TASK DIRECTIONS: What the task needs is every record repeated exactly, nothing more.

EXTRACTED DATA:

+++++

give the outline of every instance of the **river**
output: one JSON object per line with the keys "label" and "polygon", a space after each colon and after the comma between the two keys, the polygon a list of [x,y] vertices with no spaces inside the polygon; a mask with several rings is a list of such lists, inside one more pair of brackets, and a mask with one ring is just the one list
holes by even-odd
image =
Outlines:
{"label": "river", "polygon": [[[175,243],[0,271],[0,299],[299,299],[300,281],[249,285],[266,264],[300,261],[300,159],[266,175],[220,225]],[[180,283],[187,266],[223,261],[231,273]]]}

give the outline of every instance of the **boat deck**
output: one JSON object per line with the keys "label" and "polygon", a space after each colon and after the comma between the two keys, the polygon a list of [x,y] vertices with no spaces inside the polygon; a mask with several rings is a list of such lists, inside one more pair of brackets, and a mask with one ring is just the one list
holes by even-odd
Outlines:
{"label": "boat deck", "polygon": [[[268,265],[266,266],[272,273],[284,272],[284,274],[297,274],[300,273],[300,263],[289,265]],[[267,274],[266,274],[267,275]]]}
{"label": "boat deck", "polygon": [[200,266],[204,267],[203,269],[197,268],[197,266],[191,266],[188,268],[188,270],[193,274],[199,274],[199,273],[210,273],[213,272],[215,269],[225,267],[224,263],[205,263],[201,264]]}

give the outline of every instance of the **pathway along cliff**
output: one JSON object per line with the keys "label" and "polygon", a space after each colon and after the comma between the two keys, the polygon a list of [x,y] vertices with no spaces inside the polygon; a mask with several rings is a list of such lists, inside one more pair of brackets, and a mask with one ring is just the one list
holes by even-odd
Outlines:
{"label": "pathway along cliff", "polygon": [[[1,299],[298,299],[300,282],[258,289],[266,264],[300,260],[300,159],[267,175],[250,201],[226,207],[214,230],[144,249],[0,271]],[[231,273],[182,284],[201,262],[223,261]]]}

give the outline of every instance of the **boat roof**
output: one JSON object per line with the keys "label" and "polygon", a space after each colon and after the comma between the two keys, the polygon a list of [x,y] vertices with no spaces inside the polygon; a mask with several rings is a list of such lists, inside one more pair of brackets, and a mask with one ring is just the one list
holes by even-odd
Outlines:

+++++

SOLUTION TO THIS TASK:
give the outline of every instance of the **river**
output: one JSON object per line with the keys "label" and "polygon", a space after each colon and after the comma between the two keys, the polygon a list of [x,y] vertices with no spaces inside the polygon; a mask with several rings is a list of such lists, inside one more pair of brackets, and a mask with one ring is just the one list
holes by even-odd
image =
Outlines:
{"label": "river", "polygon": [[[175,243],[0,271],[0,299],[299,299],[300,281],[249,285],[266,264],[300,261],[300,159],[266,175],[220,225]],[[180,283],[187,266],[223,261],[231,273]]]}

give the outline of every instance of the **boat deck**
output: one JSON object per line with the keys "label" and "polygon", a space after each colon and after the comma between the two keys, the polygon a list of [x,y] vertices with no spaces inside the polygon; a mask with several rings is a list of such lists, inside one more pair of brackets, and a mask with one ring is just the one list
holes by even-odd
Outlines:
{"label": "boat deck", "polygon": [[[268,265],[266,266],[272,273],[284,272],[284,274],[297,274],[300,273],[300,263],[289,265]],[[267,274],[266,274],[267,275]]]}
{"label": "boat deck", "polygon": [[200,266],[204,267],[203,269],[197,268],[197,266],[191,266],[188,268],[188,270],[193,274],[199,274],[199,273],[210,273],[213,272],[215,269],[225,267],[224,263],[205,263],[201,264]]}

give the outline of every instance of the **pathway along cliff**
output: one JSON object per line with the keys "label" and "polygon", a space after each colon and after the comma between the two keys, the polygon a list of [x,y] vertices with no spaces inside the polygon; a mask with several rings is a list of such lists, inside one more pair of brackets, and a mask with one ring is just the one list
holes by even-odd
Outlines:
{"label": "pathway along cliff", "polygon": [[[1,299],[298,299],[300,282],[258,289],[266,264],[300,260],[300,159],[267,175],[250,201],[226,207],[214,230],[144,249],[0,271]],[[231,273],[182,284],[201,262],[223,261]]]}

give the outline of every instance of the **boat roof**
output: one JSON object per line with the keys "label" and "polygon", a space after each colon and after the comma between the two keys, the polygon a list of [x,y] vertices with no spaces inside the polygon; a mask with several rings is a list of such lists, inside one more pair of brackets, and a mask with one ring is just the one list
holes by even-odd
Outlines:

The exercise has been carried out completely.